Textabschnitt |
Wir fuhren zurück und machten noch einen Fotostopp an der großen Mülldeponie am Wegrand, wo bunte Plastiktüten vom Starkwind fast schon künstlerisch in den Zaun geklebt wurden. Ein gleichwohl trauriges wie fotogenes Werk.

 

Bei der weiteren Fahrt Richtung Süden zur Hauptstraße sahen wir, dass uns in der Ferne ein Auto entgegenkam. Das erste bewegte menschliche Lebenszeichen hier in dieser verlassenen Gegend. Leider erwies sich das Auto als ein Polizeiauto, das uns wenig später die Straße versperrte. Ihm entstiegen zwei Männer, einer in Uniform, einer in Zivil. Sie wollten unsere Papier sehen und wissen, was wir hier machen würden. Und ob wir fotografiert hätten. Ich nannte unsere harmlosen Absichten, erwähnte die faszinierende Landschaft, und dass das doch eine öffentliche Straße sein. Und nein, natürlich hätten wir nichts militärisches fotografiert, nach entsprechenden Erfahrungen auf Samothraki.

 

Unsere Ausweise wurden kontrolliert und abgelichtet, dann wollte man die Fotos auf meiner Kamera sehen. Nichts auffälliges darauf (Gott sei Dank!). Ich musste den (leeren) Kofferraum öffnen, und mein Rucksack wurde durchsucht. Natürlich musste ich auch die Fotos auf meinem Smartphone zeigen, ebenso Theo, dessen Fotoapparat aber unbemerkt geblieben war. Theo sieht einfach zu harmlos aus, außerdem steigt er, gehandicapt, zum Fotografieren lieber nicht aus dem Auto aus, wenn es sich vermeiden lässt.

 

Sichtlich unzufrieden mit seiner erfolglosen Suche fragte der Uniformierte, wie lange wir schon auf Limnos seien, und nach unseren weiteren Reiseabsichten. Theo würde am Dienstag nach Athen fliegen, und weiter in die Heimat. Ich wollte am Mittwoch weiter nach Agios Efstratios und sagte das auch. Natürlich befindet sich auch auf Agios Efstratios ein Militärstützpunkt und überhaupt ist die Insel nicht gerade ein touristischer Hotspot, zumal in der Nachsaison. Ich machte mich also verdächtig. Wobei der Kleine in Zivil mir durch Daumen hoch signalisierte, dass er das gut fände. Vielleicht war er der Zuständige der lokalen Tourismusbüros und für Entspannung zuständig? Oder wollte mich in Sicherheit wiegen?

Zu erledigende Aufgaben |
1: Fassen Sie den Reisebericht über die Polizeikontrolle auf Limnos in zwei Sätzen zusammen.
2: Führen Sie den Reisebericht über die Polizeikontrolle auf Limnos im Anschluss an seinen letzten Satz fort.

(Datensätze)
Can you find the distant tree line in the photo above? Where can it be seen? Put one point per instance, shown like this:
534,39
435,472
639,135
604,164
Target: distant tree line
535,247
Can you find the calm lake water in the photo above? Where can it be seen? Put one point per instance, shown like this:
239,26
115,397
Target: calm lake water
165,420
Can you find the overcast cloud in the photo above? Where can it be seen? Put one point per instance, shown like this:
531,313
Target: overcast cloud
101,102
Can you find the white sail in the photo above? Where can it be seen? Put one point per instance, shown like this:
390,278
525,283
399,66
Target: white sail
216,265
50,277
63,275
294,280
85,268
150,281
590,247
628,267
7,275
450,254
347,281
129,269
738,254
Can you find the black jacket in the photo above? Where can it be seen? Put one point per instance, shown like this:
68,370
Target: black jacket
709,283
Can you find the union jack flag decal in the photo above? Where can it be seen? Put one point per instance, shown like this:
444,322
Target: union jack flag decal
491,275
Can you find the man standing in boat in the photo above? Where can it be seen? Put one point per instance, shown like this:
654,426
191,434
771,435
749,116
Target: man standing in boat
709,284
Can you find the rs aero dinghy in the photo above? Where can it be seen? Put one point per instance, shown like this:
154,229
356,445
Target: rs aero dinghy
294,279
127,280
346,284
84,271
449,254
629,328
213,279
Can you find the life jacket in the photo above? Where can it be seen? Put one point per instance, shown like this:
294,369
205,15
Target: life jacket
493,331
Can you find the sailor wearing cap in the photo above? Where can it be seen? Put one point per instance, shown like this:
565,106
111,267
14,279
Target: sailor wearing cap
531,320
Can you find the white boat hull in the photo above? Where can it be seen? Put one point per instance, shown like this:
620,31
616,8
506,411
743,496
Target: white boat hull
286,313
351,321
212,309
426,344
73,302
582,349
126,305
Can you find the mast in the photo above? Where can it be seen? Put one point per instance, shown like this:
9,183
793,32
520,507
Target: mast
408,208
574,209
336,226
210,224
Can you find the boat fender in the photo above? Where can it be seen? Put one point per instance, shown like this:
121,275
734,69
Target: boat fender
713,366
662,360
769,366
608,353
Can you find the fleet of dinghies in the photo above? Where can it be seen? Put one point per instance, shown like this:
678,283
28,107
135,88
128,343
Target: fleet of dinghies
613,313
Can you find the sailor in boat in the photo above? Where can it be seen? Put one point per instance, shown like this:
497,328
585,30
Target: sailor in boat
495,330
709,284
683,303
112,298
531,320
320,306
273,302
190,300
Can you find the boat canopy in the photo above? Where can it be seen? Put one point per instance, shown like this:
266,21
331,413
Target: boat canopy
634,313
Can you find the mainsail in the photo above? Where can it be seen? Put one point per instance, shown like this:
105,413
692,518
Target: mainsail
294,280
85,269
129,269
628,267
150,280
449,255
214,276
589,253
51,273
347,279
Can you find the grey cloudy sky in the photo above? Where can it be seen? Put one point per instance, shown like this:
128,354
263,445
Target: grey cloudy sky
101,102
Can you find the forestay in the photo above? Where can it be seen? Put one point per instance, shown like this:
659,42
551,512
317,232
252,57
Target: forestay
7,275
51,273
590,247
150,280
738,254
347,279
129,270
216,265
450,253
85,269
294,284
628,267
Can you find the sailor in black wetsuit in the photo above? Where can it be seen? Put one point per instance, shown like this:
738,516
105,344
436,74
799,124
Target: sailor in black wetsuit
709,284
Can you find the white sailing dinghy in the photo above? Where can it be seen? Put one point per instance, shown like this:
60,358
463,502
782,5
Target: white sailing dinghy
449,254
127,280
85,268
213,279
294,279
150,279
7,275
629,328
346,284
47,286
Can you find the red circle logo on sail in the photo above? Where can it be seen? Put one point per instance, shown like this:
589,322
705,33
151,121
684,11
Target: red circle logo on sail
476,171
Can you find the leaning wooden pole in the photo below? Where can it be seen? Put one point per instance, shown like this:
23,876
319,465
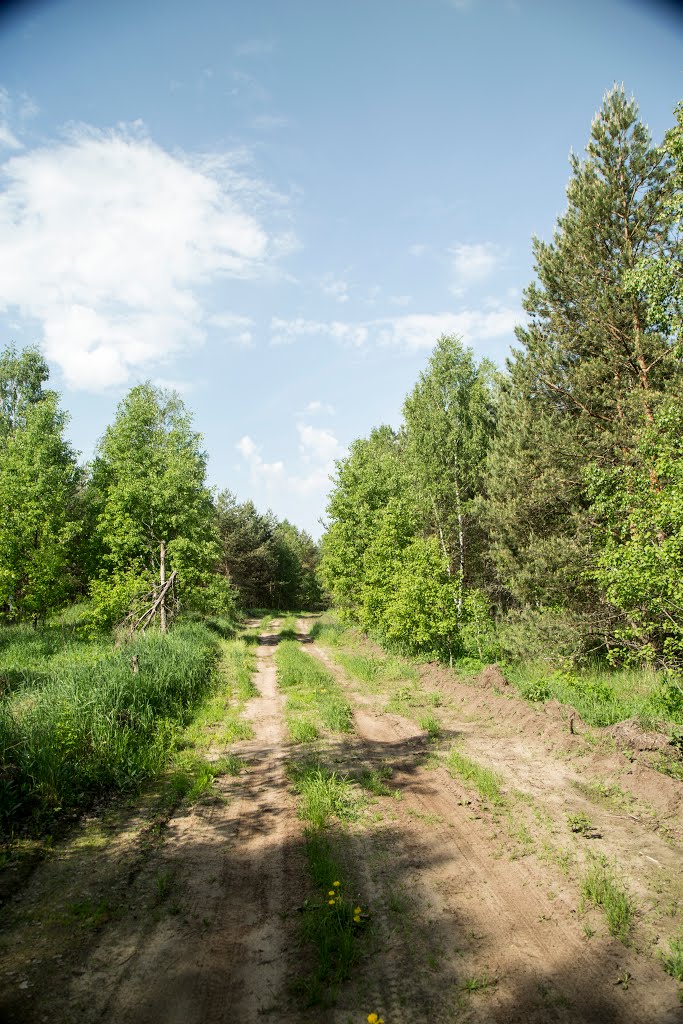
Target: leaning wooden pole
162,583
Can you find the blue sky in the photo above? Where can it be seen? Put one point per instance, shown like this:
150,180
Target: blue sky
278,207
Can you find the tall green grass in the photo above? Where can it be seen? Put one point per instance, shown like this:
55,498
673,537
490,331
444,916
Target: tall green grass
83,721
603,696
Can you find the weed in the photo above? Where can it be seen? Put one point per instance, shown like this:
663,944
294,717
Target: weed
431,726
484,780
80,721
314,698
89,913
301,731
580,823
601,887
673,962
478,983
324,794
374,780
164,884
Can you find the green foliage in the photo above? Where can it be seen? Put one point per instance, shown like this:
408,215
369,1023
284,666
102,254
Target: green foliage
485,781
659,276
90,724
148,486
602,888
639,511
588,376
272,564
38,493
673,961
314,700
324,794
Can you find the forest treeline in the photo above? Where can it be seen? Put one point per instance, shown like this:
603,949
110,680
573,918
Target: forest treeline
539,511
70,531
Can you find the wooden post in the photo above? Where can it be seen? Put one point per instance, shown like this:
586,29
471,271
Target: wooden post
162,581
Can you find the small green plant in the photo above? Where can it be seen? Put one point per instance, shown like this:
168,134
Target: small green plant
431,725
164,884
537,692
374,780
673,962
602,888
314,699
580,823
324,794
478,983
485,781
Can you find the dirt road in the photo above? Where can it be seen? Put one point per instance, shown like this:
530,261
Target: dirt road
475,911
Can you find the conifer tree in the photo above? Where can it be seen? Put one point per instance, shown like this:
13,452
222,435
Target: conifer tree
589,374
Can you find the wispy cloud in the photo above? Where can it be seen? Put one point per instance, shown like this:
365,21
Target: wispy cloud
267,122
411,332
474,263
109,241
336,288
316,407
254,48
317,451
260,470
284,332
8,138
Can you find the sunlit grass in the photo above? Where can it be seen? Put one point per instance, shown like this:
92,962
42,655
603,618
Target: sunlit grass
486,782
602,888
314,700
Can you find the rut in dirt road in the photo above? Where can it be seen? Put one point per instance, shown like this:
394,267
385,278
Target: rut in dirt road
240,863
508,925
217,944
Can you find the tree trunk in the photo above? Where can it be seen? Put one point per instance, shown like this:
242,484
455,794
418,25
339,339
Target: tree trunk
162,581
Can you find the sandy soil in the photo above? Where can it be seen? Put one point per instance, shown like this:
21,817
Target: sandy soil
140,916
220,944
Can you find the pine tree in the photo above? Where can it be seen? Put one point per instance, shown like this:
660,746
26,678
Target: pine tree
589,374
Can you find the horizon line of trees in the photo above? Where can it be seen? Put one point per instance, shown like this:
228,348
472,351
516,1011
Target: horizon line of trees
539,511
97,530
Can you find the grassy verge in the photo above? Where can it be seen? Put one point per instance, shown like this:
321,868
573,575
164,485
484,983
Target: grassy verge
333,922
603,696
81,721
314,700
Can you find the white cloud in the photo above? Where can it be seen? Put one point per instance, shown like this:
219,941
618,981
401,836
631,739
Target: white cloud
317,452
285,332
268,121
335,288
411,332
319,407
317,444
472,264
237,329
108,241
268,472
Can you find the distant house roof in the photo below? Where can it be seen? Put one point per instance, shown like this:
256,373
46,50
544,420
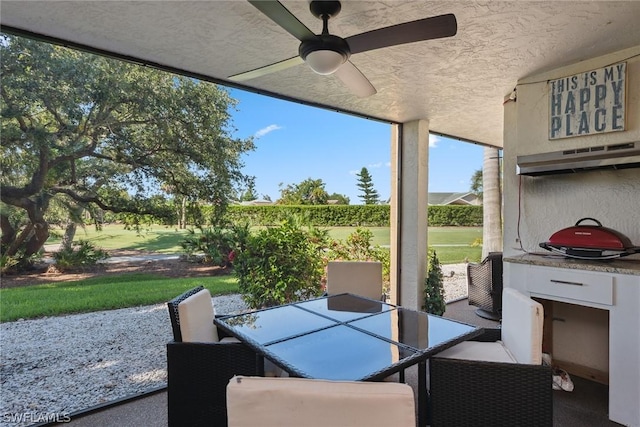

Schriftliche Antworten |
1: Auf der Fahrt Richtung Süden versperrte ein Polizeiauto den Reisenden die Straße, und zwei Männer kontrollierten die Ausweise, die Fotos auf Kamera und Smartphone, den Kofferraum und einen Rucksack, ohne etwas Auffälliges zu finden. Danach fragte der Uniformierte nach der Aufenthaltsdauer auf Limnos und den weiteren Reiseplänen, und die geplante Weiterreise nach Agios Efstratios, wo sich ebenfalls ein Militärstützpunkt befindet, machte verdächtig.

2:
 

Wir wurden nochmals darauf hingewiesen, dass wir nichts militärisches fotografieren dürften, und am besten schon gleich gar nichts hier in der Gegend. Ironisch fragte ich, ob die Besteigung des Profitis Ilias nebst Fotografieren dort erlaubt wäre. Ja, das wäre unverfänglich. Dann durften wir weiterfahren. Und ich überlegte, ob sich Griechenland von mir unbemerkt zum Polizeistaat gewandelt hatte. Ob wir seit Samothraki von der Polizei beziehungsweise dem Militär beobachtet wurden? Oder vom Geheimdienst? Wir waren doch sicher nicht die einzigen Touristen, die in der Nachsaison auch abseits von Stränden und gängigen Orten unterwegs waren. Wie wohl ein Tourist mit weniger langer Griechenlanderfahrung auf so eine Kontrolle reagieren würde, bei der wir uns nichts hatten zuschulden kommen lassen? Oder war es gerade die Griechenlanderfahrung, die uns verdächtig machte?
Wir fanden das Ganze nun schon weniger lustig.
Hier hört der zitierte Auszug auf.